Would you transcribe the listing that follows word for word, skipping pictures?

-- SOURCE DATA follows --

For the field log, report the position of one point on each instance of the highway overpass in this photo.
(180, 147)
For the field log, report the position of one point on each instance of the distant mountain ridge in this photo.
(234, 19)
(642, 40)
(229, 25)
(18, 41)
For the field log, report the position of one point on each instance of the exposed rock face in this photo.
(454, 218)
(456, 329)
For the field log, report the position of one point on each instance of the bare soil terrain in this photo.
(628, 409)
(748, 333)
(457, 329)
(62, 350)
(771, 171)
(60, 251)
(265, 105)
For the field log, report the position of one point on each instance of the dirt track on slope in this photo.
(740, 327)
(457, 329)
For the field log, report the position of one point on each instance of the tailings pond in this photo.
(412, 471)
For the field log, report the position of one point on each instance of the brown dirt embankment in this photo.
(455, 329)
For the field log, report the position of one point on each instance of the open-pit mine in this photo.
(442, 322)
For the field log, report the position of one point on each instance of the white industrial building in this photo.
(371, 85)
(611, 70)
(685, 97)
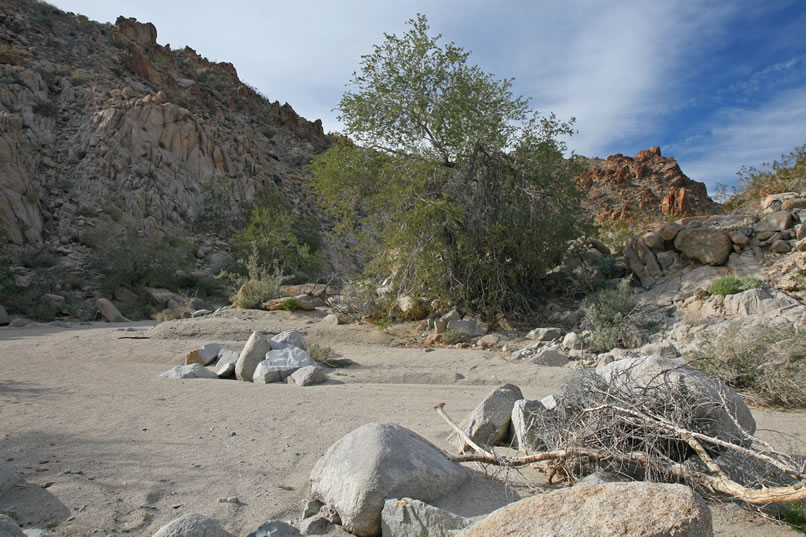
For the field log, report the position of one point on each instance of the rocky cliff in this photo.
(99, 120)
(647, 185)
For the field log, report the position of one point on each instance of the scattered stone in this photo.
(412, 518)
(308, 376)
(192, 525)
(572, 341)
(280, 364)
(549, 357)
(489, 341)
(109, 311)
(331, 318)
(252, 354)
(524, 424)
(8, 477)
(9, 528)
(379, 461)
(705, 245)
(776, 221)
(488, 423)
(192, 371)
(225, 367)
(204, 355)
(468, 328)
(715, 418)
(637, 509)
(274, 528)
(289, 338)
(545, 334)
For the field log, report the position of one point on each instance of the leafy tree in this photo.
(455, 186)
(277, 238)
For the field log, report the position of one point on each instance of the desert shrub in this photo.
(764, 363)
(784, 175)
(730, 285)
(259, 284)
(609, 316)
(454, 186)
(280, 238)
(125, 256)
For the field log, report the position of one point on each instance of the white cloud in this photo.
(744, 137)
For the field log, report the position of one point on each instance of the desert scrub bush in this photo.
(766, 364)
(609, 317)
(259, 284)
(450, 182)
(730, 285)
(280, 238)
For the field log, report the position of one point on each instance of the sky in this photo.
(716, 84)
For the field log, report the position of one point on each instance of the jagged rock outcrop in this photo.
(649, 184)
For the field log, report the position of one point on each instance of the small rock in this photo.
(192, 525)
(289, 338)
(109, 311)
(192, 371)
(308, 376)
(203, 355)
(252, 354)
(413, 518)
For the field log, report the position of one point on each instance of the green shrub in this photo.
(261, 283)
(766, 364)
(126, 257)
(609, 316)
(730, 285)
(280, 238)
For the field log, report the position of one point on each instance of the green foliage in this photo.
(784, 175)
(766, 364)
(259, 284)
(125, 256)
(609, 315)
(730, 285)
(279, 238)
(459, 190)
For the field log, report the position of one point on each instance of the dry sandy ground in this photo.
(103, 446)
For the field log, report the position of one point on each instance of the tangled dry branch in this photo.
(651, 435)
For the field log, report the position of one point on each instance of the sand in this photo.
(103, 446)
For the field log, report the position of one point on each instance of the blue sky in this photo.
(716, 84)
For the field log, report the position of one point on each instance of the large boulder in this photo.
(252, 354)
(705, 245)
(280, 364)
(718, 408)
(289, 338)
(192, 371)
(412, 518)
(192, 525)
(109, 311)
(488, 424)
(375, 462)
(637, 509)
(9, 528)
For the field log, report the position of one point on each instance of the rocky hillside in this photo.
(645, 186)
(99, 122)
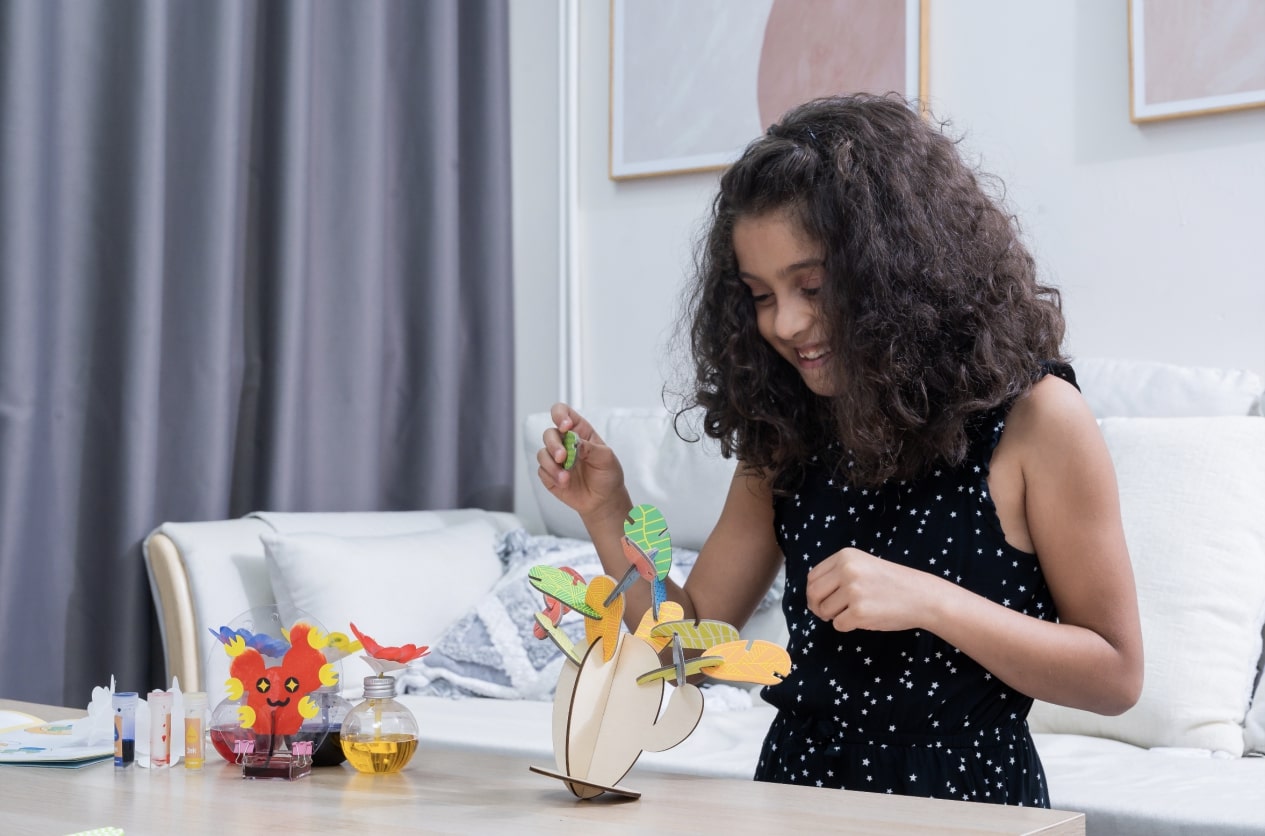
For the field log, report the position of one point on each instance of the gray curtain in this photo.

-- SOURCE DATA concluded --

• _SOLUTION_
For the field log, report the position of one point on each instance of the highway overpass in this photo.
(180, 147)
For the field log, report the position of one point on each instance of the distant mountain ridge in this photo.
(234, 19)
(642, 40)
(229, 25)
(18, 41)
For the field log, report the position of one point on each instance of the exposed rock face in this photo.
(454, 218)
(456, 329)
For the field log, report the position of one point on each instance of the bare soil terrain in this photo.
(628, 409)
(748, 333)
(457, 329)
(62, 350)
(771, 171)
(60, 251)
(265, 105)
For the field log, report the position of one point on each instance of the dirt track on slope in this photo.
(740, 327)
(457, 329)
For the field log, report the position of one point on each instance of the tailings pond in this photo.
(412, 471)
For the field log, report the position of one point on each instance of the brown dirt embankment in this photo.
(455, 329)
For the field log, report the position of one point on each instance of the open-pit mine in this photo.
(442, 322)
For the field log, report the position of one point on each instance of the white industrial building in this photo.
(371, 85)
(611, 70)
(685, 97)
For the field log, report the position of one point on each instance of the rocky cliff in this photo.
(99, 120)
(647, 185)
For the field log, report the position of one point on each instance of the scattered stone in this photo.
(412, 518)
(308, 376)
(192, 525)
(572, 341)
(280, 364)
(549, 357)
(489, 341)
(109, 311)
(331, 318)
(252, 354)
(524, 424)
(8, 477)
(9, 528)
(379, 461)
(705, 245)
(776, 221)
(488, 423)
(192, 371)
(225, 367)
(204, 355)
(468, 328)
(715, 418)
(637, 509)
(274, 528)
(289, 338)
(545, 334)
For the field log, report the position of one point on each instance of the leafy tree in this photo.
(455, 186)
(277, 238)
For the field log, report the position of one point on each instance of the desert shrub in this photo.
(764, 363)
(784, 175)
(730, 285)
(259, 284)
(609, 316)
(454, 186)
(280, 238)
(125, 256)
For the field log, report the position of one point on each instance of the white cloud in this photo.
(744, 137)
For the field log, report the position of one point on each instance of the desert scrub bush in this photo.
(766, 364)
(609, 317)
(259, 284)
(450, 182)
(730, 285)
(280, 238)
For the field log, report the position of one point on each instance of the sky in this photo.
(716, 84)
For the field log, report the position of one point on each instance of the jagged rock outcrop in this photo.
(649, 184)
For the field log, report the position of one point on each instance of the small rock in this photo.
(192, 525)
(289, 338)
(109, 311)
(192, 371)
(308, 376)
(203, 355)
(252, 354)
(413, 518)
For the field log, report the position of one point on each instance of the green shrub in this photo.
(261, 283)
(766, 364)
(126, 257)
(609, 316)
(730, 285)
(280, 238)
For the field log, report the position of one point on each instance of the green foliage in this photo.
(784, 175)
(766, 364)
(259, 284)
(125, 256)
(609, 315)
(730, 285)
(279, 238)
(459, 190)
For the field log, report the position of one point on each instance of the dry sandy ground in this photo.
(103, 446)
For the field log, report the position of one point on each instance of the tangled dry branch in this photo.
(651, 435)
For the field log, report the position of one point on each instance of the sand in this photo.
(103, 446)
For the field log, report the position of one point on each instance of the blue sky in this photo.
(716, 84)
For the field log, report the position of one point on each instance of the large boulder in this photo.
(252, 354)
(705, 245)
(280, 364)
(718, 408)
(289, 338)
(192, 371)
(412, 518)
(192, 525)
(109, 311)
(488, 424)
(375, 462)
(637, 509)
(9, 528)
For the field log, report the position of one point on each instance of the rocky hillside in this photo.
(645, 186)
(99, 122)
For the field log, report the position of one point on each instance of the gray curtain in this photo.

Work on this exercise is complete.